What you need to do:
Go through the entries and count the lines with the string "trace" in them. Give only that number.

== Records shown ==

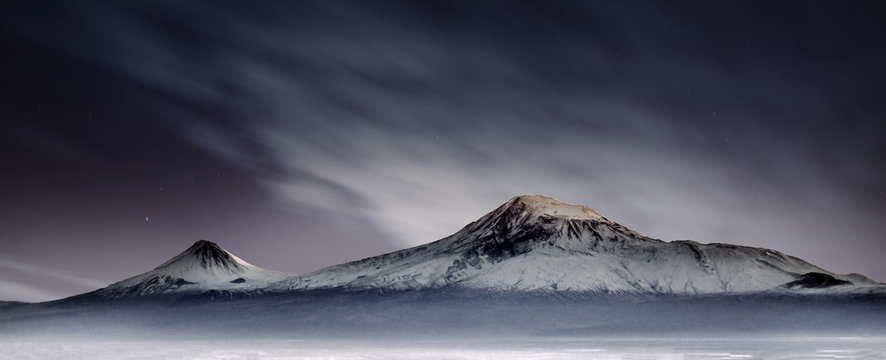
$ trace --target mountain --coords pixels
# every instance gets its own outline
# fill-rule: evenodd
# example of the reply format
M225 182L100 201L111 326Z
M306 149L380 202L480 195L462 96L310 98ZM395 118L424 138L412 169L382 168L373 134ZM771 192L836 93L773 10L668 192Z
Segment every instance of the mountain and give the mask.
M0 303L0 337L543 342L782 331L882 338L886 287L774 250L656 240L542 196L515 197L442 240L310 274L265 270L201 240L91 293Z
M875 282L770 249L665 242L586 206L518 196L442 240L293 276L272 287L691 295L853 284Z
M665 242L587 206L544 196L518 196L442 240L309 274L262 269L200 240L154 270L91 294L126 298L216 290L465 289L695 295L858 292L877 284L862 275L834 274L770 249Z
M291 274L262 269L217 244L200 240L154 270L96 290L104 298L123 298L207 290L255 290Z

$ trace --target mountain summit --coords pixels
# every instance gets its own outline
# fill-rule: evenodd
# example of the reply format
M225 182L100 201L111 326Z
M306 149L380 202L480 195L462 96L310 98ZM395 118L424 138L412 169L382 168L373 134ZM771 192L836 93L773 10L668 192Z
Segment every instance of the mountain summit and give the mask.
M587 206L572 205L541 195L516 196L489 215L492 217L516 216L527 220L537 220L541 217L546 217L612 222Z
M645 238L587 206L538 195L514 197L460 233L486 247L514 251L544 243L554 246L555 242L560 247L574 246L571 240L583 237L593 238L597 244L604 237Z
M794 289L810 273L837 280L829 284L872 283L770 249L665 242L586 206L518 196L444 239L275 287L709 294Z
M199 271L196 269L199 267L200 270L210 274L236 274L243 272L248 266L251 265L222 249L218 244L199 240L181 254L158 266L157 269L166 269L177 273L193 273Z
M250 290L268 286L291 274L262 269L234 256L218 244L200 240L181 254L141 275L99 289L107 298L202 292Z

===

Your response:
2